▸ FRAGMENTO DEL DOCUMENTO
*-*-*

Eso fue lo que pudo haber percibido el papa Francisco, que moviendo una pieza estructurante se mueven todas las demás, modificando la política latinoamericana en su conjunto. Cuando la Unión Soviética aún existía, el comunismo consideraba al populismo una versión no científica del socialismo, algo silvestre adecuado a estas latitudes. Probablemente el papa Francisco haya seguido el ejemplo de Juan Pablo II, que, actuando sobre su Polonia natal, modificó la política de Europa oriental, arrastrando a todos los países comunistas europeos y a la propia Rusia a una democracia occidental y una economía de mercado.
Hace diez años entrevisté a Lech Walesa, el sindicalista que con las tomas de los Astilleros Lenin en Polonia hizo colapsar a la Unión Soviética y luego fue el primer presidente poscomunista de su país. En el reportaje dijo:
—Yo tuve a cargo la huelga de 1970, que perdimos. Los siguientes diez años, tanto en la fábrica como cuando me echaron o en la cárcel, me preguntaba qué había hecho mal.
—¿Qué cambió?
—Entonces sucedió algo inesperado: un polaco es elegido papa. ¡Imagine lo que significaba para este país! Y cuando vino a visitar Polonia, cientos de miles de personas salieron a las calles y todo el mundo comenzó a preguntarse qué estaba pasando, ¿no era Polonia un país comunista? Hasta los dirigentes del Partido Comunista se arrodillaban ante el Papa, muchos se habían olvidado de cómo hacer la señal de la cruz, pero se la hacían. El Papa dijo cosas muy bonitas, como “no tengan miedo” y “cambien la cara del mundo”.
Obviamente, no fue sólo el papa polaco el que hizo caer el Muro de Berlín: también la drástica reducción del precio del petróleo destruía la economía rusa, que, al igual que hoy, dependía de las exportaciones de energía; asimismo, por el rezago tecnológico que sufría la Unión Soviética, que no había podido desarrollar su propio Silicon Valley, iba camino a perder tanto la batalla armamentística como la de su propia economía, pero un papa polaco fue el desencadenante.
Lo mismo sucede hoy con Cuba; no es sólo el efecto disruptor de un papa latinoamericano: también la abrupta caída del precio del petróleo, que destruye la economía de Venezuela, sostén económico de Cuba, obliga a Raúl Castro a acelerar los cambios que ya venía produciendo, como la liberación de la compra de autos y celulares a comienzos de este año, o el anterior con los viajes de cubanos al exterior.
Cuántos años les llevará a los cubanos modernizar su país y con qué grado de éxito lo lograrán es impredecible. En un viaje anterior a China, me tocó de traductor chino-español un cubano que había cursado la universidad en Beijing, algo común tanto en Rusia como en China, por prácticas que quedaron de la época en que compartían el mismo sistema. Aproveché su doble condición para hacerle la pregunta obligada: ¿podría suceder en Cuba una apertura hacia el capitalismo como la que vivieron los países asiáticos comunistas? Interpretando su respuesta, podría decirse que le preocupa que los países católicos no tengan la disciplina de adaptación de los confucianos/budistas, como China o Vietnam, mencionado éste por Obama en su discurso simultáneo con Raúl Castro.

*-*-*

▸ MATERIAL DE ESTUDIO
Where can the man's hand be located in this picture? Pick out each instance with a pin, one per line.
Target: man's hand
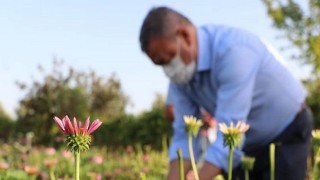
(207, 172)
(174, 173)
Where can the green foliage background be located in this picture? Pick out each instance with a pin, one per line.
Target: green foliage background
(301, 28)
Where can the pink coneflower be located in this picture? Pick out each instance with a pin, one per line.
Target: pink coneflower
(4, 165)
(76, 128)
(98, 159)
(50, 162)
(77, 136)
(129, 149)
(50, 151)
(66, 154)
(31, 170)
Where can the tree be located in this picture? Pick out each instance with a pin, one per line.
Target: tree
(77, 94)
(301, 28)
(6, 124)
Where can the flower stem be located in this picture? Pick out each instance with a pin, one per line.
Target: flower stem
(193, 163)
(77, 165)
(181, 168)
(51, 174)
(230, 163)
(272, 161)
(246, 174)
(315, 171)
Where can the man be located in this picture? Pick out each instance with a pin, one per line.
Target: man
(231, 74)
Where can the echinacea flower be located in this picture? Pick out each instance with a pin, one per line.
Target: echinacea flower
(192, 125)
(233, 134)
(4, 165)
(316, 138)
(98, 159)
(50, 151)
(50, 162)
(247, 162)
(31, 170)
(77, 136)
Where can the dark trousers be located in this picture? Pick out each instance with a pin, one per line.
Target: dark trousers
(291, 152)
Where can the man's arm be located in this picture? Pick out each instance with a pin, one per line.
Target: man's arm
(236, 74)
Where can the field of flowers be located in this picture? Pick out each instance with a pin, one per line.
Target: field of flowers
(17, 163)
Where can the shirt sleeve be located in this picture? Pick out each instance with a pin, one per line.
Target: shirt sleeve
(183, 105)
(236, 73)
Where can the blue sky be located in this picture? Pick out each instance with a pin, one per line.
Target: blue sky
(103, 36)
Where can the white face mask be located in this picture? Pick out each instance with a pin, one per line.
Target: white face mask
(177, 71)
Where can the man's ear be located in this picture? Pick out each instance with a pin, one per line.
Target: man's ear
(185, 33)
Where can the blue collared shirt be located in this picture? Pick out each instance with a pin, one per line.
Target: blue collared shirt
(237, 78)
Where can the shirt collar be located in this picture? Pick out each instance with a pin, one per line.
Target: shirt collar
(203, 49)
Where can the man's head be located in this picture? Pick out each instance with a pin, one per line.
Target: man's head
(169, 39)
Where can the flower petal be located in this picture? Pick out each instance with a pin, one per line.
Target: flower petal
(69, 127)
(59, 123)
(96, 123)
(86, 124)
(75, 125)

*-*-*

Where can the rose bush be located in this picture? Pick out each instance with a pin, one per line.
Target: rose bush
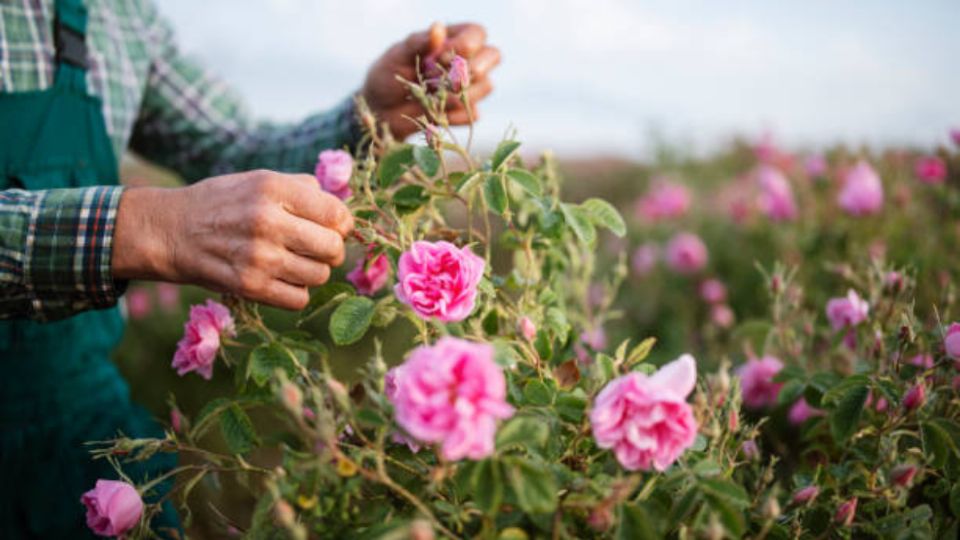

*-*-*

▸ CONSIGNAS DEL EJERCICIO
1) Reescribe el pasaje del texto sobre los papas y el comunismo que comienza en "Obviamente, no fue" y termina en "cubanos al exterior.", sustituyendo "petróleo" por "crudo".
2) Según el texto sobre los papas y el comunismo, ¿en qué año fue la huelga que Lech Walesa tuvo a cargo y perdió?

▸ RESPUESTAS DEL EJERCICIO
1)
Obviamente, no fue sólo el papa polaco el que hizo caer el Muro de Berlín: también la drástica reducción del precio del crudo destruía la economía rusa, que, al igual que hoy, dependía de las exportaciones de energía; asimismo, por el rezago tecnológico que sufría la Unión Soviética, que no había podido desarrollar su propio Silicon Valley, iba camino a perder tanto la batalla armamentística como la de su propia economía, pero un papa polaco fue el desencadenante.
Lo mismo sucede hoy con Cuba; no es sólo el efecto disruptor de un papa latinoamericano: también la abrupta caída del precio del crudo, que destruye la economía de Venezuela, sostén económico de Cuba, obliga a Raúl Castro a acelerar los cambios que ya venía produciendo, como la liberación de la compra de autos y celulares a comienzos de este año, o el anterior con los viajes de cubanos al exterior.

2) En 1970.